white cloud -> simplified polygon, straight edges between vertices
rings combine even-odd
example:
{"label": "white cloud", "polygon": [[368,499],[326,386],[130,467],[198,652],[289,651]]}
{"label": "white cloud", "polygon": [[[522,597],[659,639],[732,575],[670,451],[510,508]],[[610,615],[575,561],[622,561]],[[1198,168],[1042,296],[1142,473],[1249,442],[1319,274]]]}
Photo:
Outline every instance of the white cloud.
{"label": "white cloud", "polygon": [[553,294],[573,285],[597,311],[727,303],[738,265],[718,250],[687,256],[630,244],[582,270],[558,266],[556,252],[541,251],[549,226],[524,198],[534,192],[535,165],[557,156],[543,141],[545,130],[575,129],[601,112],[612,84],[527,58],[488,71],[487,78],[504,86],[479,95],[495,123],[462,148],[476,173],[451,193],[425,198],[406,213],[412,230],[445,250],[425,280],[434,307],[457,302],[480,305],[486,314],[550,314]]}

* * * * * * *

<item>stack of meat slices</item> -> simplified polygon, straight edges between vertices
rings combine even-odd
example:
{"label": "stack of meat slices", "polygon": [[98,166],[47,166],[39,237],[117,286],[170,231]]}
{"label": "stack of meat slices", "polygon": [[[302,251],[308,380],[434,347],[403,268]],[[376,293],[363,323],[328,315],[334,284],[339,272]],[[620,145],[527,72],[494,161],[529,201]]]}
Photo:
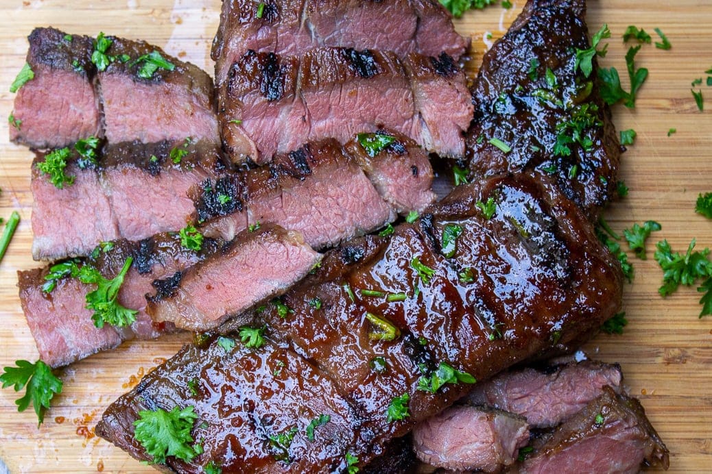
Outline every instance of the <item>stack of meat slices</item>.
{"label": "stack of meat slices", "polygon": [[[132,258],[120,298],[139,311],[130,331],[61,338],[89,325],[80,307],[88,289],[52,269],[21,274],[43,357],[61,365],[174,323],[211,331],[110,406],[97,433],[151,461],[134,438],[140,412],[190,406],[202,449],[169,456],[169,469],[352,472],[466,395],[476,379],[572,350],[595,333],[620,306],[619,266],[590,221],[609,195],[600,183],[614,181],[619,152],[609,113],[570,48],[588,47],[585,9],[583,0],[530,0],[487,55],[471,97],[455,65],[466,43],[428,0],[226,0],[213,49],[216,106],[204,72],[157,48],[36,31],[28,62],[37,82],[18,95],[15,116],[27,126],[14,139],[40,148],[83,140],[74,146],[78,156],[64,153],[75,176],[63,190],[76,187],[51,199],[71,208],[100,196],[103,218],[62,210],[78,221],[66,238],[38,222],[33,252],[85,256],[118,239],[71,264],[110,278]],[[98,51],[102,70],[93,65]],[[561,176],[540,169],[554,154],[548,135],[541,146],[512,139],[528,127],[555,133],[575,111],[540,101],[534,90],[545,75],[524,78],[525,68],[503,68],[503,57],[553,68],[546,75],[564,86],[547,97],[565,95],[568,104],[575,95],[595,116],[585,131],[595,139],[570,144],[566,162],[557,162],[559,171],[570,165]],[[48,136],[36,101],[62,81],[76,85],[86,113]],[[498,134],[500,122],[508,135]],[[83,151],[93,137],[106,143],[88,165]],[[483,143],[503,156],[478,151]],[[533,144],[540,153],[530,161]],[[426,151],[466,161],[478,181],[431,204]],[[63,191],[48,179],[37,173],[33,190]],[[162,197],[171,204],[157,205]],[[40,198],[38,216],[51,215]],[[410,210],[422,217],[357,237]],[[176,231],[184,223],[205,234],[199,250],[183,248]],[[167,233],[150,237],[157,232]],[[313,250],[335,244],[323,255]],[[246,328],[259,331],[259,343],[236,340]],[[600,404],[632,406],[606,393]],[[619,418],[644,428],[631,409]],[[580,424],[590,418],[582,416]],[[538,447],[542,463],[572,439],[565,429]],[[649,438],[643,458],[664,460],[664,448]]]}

* * * * * * *

### Exercise objective
List in full each line in the entries above that contains the string "vertices".

### Solution to the exercise
white cloud -> simplified polygon, straight edges between vertices
<item>stack of meat slices</item> -> simplified polygon, straight edges between vertices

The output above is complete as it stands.